> **ZITIERTER TEXT**
Junge Schrittmacher

Noch nie zuvor gab es so viele Start-ups in der oberbayerischen Umwelttechnologie. Sie punkten mit überzeugenden Klimainnovationen – und sorgen für frischen Wind am hiesigen Standort.
Monika Hofmann, Ausgabe 10/20
Sie wollen die Energiewende vorantreiben, den Klimawandel bremsen oder die Lebensmittelindustrie umwelt- und tierfreundlicher gestalten. Dazu entwickeln sie engagiert, kompetent und kontinuierlich Innovationen. In München und in der Region hat sich eine große Zahl an Start-ups auf den Weg gemacht, mit Umwelttechnologie die Welt ein wenig besser zu machen. Die aktuelle Klimadebatte beschert den Umwelttechnologiefirmen jetzt zusätzlichen Schub. Inzwischen prägen so viele Start-ups wie noch nie zuvor die Entwicklung des Standorts mit. Und davon profitieren auch bereits etablierte Unternehmen. »Gute Umwelt- und Klimapolitik muss immer auch Innovationspolitik sein. Das zeigen die Beispiele hier besonders deutlich«, sagt Norbert Ammann, Referatsleiter Umwelt, Energie, Rohstoffe bei der IHK für München und Oberbayern.

> **GEGEBENE ZEILEN**
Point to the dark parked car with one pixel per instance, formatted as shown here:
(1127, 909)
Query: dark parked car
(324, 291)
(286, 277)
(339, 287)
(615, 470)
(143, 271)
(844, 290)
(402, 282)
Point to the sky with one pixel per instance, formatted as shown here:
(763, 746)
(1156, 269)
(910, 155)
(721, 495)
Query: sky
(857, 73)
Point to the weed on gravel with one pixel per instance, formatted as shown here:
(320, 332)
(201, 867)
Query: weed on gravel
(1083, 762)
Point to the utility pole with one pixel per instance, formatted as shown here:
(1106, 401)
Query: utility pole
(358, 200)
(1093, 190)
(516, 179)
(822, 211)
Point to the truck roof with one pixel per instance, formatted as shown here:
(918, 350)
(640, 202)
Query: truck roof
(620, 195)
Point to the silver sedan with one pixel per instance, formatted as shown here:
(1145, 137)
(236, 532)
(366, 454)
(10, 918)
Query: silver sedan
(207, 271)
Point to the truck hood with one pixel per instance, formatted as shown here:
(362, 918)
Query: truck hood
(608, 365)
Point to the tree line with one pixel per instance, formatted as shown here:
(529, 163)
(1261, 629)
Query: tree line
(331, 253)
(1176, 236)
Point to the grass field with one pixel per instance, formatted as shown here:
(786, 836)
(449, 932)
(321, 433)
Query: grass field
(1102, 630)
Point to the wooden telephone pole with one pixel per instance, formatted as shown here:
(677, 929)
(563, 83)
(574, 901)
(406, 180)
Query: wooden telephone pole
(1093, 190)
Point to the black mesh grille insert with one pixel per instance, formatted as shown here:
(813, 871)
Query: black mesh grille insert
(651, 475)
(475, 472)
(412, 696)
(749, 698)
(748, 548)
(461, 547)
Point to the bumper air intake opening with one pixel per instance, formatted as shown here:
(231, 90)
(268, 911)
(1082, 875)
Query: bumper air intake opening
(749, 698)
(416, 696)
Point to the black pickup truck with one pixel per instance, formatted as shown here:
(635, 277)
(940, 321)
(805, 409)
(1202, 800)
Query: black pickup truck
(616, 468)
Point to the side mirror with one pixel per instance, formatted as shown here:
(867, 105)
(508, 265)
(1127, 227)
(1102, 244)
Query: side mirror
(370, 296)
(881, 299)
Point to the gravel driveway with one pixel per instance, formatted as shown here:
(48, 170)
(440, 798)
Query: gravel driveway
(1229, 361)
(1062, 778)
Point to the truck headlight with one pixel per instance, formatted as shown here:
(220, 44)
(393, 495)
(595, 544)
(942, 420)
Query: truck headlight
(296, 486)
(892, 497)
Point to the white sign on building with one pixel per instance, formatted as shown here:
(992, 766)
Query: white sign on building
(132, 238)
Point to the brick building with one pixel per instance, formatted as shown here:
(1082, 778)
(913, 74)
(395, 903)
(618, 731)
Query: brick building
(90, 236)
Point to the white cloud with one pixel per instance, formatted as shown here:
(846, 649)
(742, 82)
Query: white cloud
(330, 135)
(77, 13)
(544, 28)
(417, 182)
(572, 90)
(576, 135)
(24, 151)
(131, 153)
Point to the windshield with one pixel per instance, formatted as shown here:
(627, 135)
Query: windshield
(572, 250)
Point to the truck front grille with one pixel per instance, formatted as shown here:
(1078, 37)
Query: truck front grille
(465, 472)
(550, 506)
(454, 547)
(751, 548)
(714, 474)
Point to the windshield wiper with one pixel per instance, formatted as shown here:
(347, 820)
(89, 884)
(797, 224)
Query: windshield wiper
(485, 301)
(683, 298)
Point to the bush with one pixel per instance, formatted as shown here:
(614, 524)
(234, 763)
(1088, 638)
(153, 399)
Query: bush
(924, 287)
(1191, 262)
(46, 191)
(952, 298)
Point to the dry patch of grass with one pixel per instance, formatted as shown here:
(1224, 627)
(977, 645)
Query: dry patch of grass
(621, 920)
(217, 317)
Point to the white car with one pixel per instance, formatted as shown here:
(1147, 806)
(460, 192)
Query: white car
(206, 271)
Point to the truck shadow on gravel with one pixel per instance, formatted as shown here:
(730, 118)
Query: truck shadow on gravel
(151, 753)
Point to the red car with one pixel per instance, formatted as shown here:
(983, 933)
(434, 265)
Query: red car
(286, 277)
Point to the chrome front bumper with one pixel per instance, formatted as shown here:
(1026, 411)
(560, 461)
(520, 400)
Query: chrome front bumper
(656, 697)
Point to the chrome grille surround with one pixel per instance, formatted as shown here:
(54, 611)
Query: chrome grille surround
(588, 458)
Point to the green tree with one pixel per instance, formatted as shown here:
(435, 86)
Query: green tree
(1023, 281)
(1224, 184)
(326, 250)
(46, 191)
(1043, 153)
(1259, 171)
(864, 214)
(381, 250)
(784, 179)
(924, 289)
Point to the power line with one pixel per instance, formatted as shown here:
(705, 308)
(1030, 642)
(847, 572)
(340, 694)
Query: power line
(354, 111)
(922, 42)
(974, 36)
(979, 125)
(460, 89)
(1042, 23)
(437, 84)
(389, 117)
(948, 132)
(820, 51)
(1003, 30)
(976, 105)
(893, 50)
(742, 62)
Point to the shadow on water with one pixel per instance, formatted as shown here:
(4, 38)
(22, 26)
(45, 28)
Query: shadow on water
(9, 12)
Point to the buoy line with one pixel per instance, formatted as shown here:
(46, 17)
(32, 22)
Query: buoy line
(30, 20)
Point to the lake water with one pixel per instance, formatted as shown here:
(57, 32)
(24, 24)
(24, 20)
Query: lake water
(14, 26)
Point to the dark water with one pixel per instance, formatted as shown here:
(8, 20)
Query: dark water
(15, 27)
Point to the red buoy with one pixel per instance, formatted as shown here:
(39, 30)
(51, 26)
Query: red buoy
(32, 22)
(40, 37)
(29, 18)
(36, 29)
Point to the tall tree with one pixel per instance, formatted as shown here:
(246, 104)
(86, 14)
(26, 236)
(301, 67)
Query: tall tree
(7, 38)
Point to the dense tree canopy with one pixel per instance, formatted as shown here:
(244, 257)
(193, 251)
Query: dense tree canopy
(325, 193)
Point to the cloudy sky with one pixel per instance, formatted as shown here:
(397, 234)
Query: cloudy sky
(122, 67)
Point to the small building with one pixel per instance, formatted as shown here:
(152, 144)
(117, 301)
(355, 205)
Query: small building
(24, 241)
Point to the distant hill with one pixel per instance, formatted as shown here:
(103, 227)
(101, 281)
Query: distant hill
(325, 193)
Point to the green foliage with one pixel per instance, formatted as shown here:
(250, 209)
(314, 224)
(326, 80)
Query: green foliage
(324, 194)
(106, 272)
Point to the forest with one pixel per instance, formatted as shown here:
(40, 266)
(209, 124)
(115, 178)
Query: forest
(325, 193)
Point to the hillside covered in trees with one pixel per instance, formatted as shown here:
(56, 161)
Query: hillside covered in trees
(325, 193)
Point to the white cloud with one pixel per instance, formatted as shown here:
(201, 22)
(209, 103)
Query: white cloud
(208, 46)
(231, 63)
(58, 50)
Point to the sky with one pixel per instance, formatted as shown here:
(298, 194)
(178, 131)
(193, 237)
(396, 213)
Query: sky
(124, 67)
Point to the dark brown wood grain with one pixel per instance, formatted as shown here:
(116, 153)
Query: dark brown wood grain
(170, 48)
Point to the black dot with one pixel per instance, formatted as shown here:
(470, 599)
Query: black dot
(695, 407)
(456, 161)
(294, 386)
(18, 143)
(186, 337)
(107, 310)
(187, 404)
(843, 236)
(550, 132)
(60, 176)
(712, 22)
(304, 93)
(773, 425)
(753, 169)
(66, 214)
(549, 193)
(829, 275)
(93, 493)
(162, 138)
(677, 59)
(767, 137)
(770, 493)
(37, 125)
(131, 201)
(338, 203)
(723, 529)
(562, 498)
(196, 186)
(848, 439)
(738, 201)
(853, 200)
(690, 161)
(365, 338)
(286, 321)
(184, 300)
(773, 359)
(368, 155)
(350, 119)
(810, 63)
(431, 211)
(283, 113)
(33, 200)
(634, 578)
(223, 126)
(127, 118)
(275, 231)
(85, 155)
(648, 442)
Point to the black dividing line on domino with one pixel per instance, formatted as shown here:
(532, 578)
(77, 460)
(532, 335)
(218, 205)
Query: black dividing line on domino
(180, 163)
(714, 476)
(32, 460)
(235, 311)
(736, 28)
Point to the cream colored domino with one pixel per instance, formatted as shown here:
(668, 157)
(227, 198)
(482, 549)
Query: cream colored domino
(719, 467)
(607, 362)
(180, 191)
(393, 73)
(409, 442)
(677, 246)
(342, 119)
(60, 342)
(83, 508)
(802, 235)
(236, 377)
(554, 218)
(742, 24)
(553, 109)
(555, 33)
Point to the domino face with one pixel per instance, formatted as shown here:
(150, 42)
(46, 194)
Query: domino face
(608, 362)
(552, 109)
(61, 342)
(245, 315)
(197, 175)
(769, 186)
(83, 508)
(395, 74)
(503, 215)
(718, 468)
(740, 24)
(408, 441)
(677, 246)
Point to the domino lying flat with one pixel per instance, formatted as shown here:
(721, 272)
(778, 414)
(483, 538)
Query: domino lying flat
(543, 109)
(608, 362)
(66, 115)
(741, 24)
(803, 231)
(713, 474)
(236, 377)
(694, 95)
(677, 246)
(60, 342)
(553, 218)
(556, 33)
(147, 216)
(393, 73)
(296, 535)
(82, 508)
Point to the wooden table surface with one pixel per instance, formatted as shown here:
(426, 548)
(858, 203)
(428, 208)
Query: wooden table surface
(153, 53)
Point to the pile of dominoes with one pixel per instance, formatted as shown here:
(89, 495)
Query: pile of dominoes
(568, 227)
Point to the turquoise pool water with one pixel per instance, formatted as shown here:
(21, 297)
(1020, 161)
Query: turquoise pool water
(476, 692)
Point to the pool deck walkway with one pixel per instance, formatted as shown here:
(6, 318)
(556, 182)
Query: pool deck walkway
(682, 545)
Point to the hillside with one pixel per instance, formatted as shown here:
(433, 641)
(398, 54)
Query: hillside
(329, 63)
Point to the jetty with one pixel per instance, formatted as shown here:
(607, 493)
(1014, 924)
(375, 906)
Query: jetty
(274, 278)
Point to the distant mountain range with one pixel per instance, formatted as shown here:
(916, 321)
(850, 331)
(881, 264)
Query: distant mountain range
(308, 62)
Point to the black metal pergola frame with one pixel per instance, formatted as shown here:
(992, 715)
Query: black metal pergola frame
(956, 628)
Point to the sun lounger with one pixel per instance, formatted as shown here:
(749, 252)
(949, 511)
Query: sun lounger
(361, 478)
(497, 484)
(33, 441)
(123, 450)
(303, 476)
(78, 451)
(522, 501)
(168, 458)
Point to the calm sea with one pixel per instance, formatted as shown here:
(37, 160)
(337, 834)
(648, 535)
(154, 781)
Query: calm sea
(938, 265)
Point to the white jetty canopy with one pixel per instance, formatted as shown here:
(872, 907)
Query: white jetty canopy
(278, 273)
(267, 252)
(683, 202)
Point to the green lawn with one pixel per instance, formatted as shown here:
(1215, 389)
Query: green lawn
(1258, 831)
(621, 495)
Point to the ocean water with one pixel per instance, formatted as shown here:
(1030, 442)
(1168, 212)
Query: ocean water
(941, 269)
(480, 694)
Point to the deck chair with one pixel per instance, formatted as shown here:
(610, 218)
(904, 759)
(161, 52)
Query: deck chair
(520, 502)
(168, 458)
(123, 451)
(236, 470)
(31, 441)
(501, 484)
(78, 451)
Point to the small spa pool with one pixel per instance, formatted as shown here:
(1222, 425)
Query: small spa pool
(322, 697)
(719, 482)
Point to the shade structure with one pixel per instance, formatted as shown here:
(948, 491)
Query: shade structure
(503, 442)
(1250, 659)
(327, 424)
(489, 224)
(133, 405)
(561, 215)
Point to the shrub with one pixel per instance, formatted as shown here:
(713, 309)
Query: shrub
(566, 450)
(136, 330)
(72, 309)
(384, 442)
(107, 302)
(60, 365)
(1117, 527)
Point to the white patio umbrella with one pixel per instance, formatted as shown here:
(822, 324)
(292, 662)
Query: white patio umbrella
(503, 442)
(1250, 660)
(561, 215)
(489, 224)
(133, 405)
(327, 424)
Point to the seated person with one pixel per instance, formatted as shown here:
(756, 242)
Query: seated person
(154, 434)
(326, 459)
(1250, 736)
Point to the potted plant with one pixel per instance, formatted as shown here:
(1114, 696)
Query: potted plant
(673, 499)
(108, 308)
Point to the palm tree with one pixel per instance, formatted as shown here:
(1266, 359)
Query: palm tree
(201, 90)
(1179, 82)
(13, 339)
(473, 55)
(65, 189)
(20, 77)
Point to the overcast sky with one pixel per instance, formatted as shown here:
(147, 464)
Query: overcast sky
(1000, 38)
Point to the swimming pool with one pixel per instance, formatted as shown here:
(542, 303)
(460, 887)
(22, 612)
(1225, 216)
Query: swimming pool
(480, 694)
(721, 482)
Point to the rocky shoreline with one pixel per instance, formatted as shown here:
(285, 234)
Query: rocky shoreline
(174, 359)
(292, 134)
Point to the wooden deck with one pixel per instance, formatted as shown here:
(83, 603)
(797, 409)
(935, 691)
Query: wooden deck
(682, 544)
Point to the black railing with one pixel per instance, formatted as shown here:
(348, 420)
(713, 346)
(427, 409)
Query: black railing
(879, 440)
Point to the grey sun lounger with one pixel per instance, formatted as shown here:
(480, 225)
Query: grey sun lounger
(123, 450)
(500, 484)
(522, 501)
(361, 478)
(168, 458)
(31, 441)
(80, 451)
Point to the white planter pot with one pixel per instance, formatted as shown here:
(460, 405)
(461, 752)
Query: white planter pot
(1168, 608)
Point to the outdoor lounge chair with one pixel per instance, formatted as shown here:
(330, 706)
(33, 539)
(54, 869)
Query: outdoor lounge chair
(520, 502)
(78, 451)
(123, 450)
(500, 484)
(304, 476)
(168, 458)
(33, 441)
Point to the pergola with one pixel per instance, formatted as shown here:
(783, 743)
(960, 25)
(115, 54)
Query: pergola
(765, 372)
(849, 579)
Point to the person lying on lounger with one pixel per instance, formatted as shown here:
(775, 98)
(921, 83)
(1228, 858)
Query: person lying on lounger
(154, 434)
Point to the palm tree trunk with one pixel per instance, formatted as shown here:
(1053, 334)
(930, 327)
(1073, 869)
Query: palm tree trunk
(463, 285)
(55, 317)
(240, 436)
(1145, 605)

> **AUFGABENSTELLUNG 1**
Entnehmen Sie dem Text über junge Umwelttechnologie-Firmen in Oberbayern wortgetreu den Abschnitt von „Monika Hofmann, Ausgabe“ bis einschließlich „München und Oberbayern.“.
> **AUFGABENSTELLUNG 2**
Beantworten Sie anhand des Textes über junge Umwelttechnologie-Firmen in Oberbayern diese Fragen:
(a) In welcher Ausgabe ist der Text erschienen?
(b) Welche Funktion hat Norbert Ammann bei der IHK für München und Oberbayern?
(c) Was verschafft den Umwelttechnologiefirmen laut Text zusätzlichen Schub?

> **LÖSUNG 1**
Monika Hofmann, Ausgabe 10/20
Sie wollen die Energiewende vorantreiben, den Klimawandel bremsen oder die Lebensmittelindustrie umwelt- und tierfreundlicher gestalten. Dazu entwickeln sie engagiert, kompetent und kontinuierlich Innovationen. In München und in der Region hat sich eine große Zahl an Start-ups auf den Weg gemacht, mit Umwelttechnologie die Welt ein wenig besser zu machen. Die aktuelle Klimadebatte beschert den Umwelttechnologiefirmen jetzt zusätzlichen Schub. Inzwischen prägen so viele Start-ups wie noch nie zuvor die Entwicklung des Standorts mit. Und davon profitieren auch bereits etablierte Unternehmen. »Gute Umwelt- und Klimapolitik muss immer auch Innovationspolitik sein. Das zeigen die Beispiele hier besonders deutlich«, sagt Norbert Ammann, Referatsleiter Umwelt, Energie, Rohstoffe bei der IHK für München und Oberbayern.

> **LÖSUNG 2**
(a) In Ausgabe 10/20.
(b) Er ist Referatsleiter Umwelt, Energie, Rohstoffe.
(c) Die aktuelle Klimadebatte.